:: Supplied data ::
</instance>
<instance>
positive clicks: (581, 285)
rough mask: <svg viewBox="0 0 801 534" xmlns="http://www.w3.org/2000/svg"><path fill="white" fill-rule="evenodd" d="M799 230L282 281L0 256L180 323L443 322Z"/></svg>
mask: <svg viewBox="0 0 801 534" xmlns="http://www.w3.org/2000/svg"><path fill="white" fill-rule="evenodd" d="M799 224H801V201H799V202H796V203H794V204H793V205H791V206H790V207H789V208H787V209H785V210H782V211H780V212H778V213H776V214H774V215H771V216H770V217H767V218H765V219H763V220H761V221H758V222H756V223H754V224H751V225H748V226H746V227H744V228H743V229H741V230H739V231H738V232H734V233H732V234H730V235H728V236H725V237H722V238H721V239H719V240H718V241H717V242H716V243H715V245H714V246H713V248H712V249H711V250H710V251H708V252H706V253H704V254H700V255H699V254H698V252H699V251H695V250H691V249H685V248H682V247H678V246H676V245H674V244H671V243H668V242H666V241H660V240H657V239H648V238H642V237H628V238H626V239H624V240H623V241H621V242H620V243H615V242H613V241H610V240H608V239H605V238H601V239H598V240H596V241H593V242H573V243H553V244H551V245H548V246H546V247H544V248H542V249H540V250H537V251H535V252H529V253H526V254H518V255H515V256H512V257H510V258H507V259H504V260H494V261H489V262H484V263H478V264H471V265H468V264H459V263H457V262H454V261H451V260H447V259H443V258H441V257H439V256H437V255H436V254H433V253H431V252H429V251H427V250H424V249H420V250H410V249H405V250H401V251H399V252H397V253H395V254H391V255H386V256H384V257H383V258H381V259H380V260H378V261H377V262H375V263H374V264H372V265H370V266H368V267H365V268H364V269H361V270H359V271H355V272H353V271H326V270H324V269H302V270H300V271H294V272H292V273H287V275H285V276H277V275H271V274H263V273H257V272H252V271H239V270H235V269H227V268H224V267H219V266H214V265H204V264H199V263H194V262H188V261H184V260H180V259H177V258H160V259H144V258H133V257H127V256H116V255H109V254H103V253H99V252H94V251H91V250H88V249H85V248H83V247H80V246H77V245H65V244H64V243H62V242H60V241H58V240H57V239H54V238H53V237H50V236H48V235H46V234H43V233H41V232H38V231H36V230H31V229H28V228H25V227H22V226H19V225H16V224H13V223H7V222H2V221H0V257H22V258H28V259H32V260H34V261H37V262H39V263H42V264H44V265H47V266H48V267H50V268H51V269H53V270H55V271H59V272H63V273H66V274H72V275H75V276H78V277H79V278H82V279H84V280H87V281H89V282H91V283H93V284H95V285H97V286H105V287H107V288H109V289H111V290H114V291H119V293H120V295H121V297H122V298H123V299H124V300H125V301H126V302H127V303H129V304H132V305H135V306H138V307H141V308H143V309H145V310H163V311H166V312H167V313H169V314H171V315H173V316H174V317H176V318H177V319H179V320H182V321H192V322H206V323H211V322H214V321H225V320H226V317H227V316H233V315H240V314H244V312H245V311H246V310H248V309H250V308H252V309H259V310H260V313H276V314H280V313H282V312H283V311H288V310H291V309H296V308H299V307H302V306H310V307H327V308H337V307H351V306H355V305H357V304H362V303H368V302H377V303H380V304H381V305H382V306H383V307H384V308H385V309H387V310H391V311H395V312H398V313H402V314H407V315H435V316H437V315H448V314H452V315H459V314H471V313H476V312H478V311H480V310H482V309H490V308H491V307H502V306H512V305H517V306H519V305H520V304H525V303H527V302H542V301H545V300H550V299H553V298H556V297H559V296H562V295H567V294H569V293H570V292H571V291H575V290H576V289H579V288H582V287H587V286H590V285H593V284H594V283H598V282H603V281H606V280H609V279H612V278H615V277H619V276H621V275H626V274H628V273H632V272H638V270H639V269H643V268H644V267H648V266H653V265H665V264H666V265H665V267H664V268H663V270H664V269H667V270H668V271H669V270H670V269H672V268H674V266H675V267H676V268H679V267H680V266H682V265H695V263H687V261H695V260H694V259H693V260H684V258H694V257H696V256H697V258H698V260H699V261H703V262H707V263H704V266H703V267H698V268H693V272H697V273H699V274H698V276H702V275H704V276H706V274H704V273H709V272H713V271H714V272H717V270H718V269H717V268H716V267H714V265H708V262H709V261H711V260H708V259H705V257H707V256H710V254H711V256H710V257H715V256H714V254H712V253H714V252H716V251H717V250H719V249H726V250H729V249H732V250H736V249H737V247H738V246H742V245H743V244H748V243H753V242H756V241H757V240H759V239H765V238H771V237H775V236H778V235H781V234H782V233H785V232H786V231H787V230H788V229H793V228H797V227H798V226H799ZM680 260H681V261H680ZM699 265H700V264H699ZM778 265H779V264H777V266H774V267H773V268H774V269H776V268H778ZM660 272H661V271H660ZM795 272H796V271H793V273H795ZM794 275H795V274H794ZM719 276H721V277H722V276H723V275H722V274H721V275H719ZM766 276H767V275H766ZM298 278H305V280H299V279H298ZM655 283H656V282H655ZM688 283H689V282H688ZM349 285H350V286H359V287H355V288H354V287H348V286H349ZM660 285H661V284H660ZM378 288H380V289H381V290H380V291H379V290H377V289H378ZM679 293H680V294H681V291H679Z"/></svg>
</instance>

:: What you are asked to do ::
Without leaving anything out, give the entries again exactly.

:: Result of this task ::
</instance>
<instance>
positive clicks: (581, 285)
rough mask: <svg viewBox="0 0 801 534" xmlns="http://www.w3.org/2000/svg"><path fill="white" fill-rule="evenodd" d="M799 230L282 281L0 256L180 323L443 322Z"/></svg>
mask: <svg viewBox="0 0 801 534" xmlns="http://www.w3.org/2000/svg"><path fill="white" fill-rule="evenodd" d="M799 224H801V201H799V202H796V203H794V204H793V205H791V206H790V207H789V208H787V209H785V210H782V211H780V212H778V213H776V214H774V215H771V216H770V217H767V218H765V219H763V220H761V221H758V222H756V223H754V224H751V225H748V226H746V227H744V228H743V229H741V230H739V231H738V232H734V233H732V234H730V235H728V236H725V237H722V238H721V239H719V240H718V241H717V242H716V243H715V245H714V246H713V248H712V249H711V250H710V251H708V252H706V253H704V254H700V255H699V254H698V252H699V251H695V250H691V249H685V248H682V247H678V246H676V245H674V244H671V243H668V242H666V241H660V240H657V239H648V238H642V237H628V238H626V239H624V240H623V241H621V242H620V243H615V242H613V241H610V240H608V239H605V238H601V239H598V240H596V241H593V242H573V243H553V244H551V245H548V246H546V247H544V248H542V249H540V250H537V251H535V252H529V253H526V254H518V255H515V256H512V257H510V258H507V259H504V260H494V261H489V262H484V263H478V264H471V265H468V264H459V263H457V262H454V261H451V260H447V259H443V258H441V257H439V256H437V255H436V254H433V253H431V252H429V251H427V250H424V249H420V250H410V249H405V250H401V251H399V252H397V253H395V254H391V255H386V256H384V257H383V258H381V259H380V260H378V261H377V262H375V263H374V264H372V265H370V266H368V267H365V268H364V269H361V270H359V271H355V272H353V271H326V270H324V269H302V270H300V271H294V272H292V273H287V275H285V276H277V275H271V274H263V273H257V272H252V271H239V270H235V269H227V268H224V267H219V266H214V265H204V264H199V263H194V262H188V261H184V260H180V259H177V258H160V259H144V258H133V257H127V256H116V255H109V254H103V253H99V252H94V251H91V250H88V249H85V248H83V247H80V246H77V245H65V244H64V243H62V242H60V241H58V240H57V239H54V238H53V237H50V236H48V235H46V234H43V233H41V232H38V231H36V230H31V229H28V228H25V227H22V226H19V225H16V224H13V223H7V222H2V221H0V257H22V258H28V259H32V260H34V261H37V262H39V263H42V264H44V265H47V266H48V267H50V268H51V269H53V270H55V271H59V272H63V273H66V274H72V275H75V276H78V277H79V278H82V279H84V280H87V281H89V282H91V283H93V284H95V285H97V286H105V287H107V288H109V289H111V290H114V291H119V293H120V295H121V297H122V298H123V299H124V300H125V301H126V302H127V303H129V304H132V305H135V306H138V307H141V308H143V309H145V310H163V311H166V312H167V313H169V314H171V315H173V316H174V317H176V318H177V319H179V320H182V321H192V322H206V323H211V322H214V321H225V320H226V317H227V316H233V315H240V314H244V312H245V311H246V310H248V309H250V308H252V309H259V310H260V313H276V314H280V313H282V312H283V311H288V310H291V309H296V308H299V307H302V306H310V307H327V308H337V307H351V306H355V305H357V304H362V303H368V302H377V303H380V304H381V305H382V306H383V307H384V308H385V309H387V310H391V311H395V312H398V313H402V314H407V315H435V316H437V315H448V314H452V315H459V314H471V313H476V312H478V311H480V310H482V309H490V308H491V307H502V306H512V305H517V306H519V305H520V304H525V303H527V302H542V301H545V300H550V299H553V298H556V297H559V296H562V295H567V294H569V293H570V292H571V291H575V290H576V289H579V288H582V287H587V286H590V285H593V284H594V283H598V282H603V281H606V280H609V279H612V278H615V277H619V276H621V275H626V274H628V273H632V272H638V270H639V269H643V268H644V267H648V266H653V265H665V264H666V265H665V267H664V268H663V270H664V269H667V270H668V271H669V270H670V269H672V268H674V266H675V267H676V268H679V267H680V266H682V265H695V263H687V261H695V260H694V259H693V260H684V258H694V257H696V256H697V258H698V260H699V261H703V262H707V263H704V266H703V267H698V268H693V272H697V273H699V274H698V276H702V275H704V276H706V274H704V273H709V272H713V271H714V272H717V270H718V269H717V268H716V267H714V265H708V262H709V261H711V260H708V259H705V257H707V256H710V254H711V256H710V257H715V256H714V254H712V253H714V252H716V251H717V250H719V249H726V250H729V249H732V250H736V249H737V247H738V246H742V245H743V244H748V243H753V242H756V241H757V240H759V239H765V238H771V237H775V236H778V235H781V234H782V233H785V232H786V231H787V230H788V229H793V228H797V227H798V226H799ZM680 260H681V261H680ZM699 265H700V264H699ZM778 265H779V264H777V266H774V267H773V268H774V269H776V268H778ZM660 272H661V271H660ZM795 272H796V271H793V273H795ZM794 275H795V274H794ZM719 276H721V277H722V276H723V275H722V274H721V275H719ZM766 276H767V275H766ZM298 278H305V280H299V279H298ZM655 283H656V282H655ZM688 283H689V282H688ZM349 285H350V286H359V287H355V288H354V287H348V286H349ZM660 285H661V284H660ZM378 288H380V289H381V290H380V291H379V290H377V289H378ZM679 293H680V294H681V291H679Z"/></svg>
</instance>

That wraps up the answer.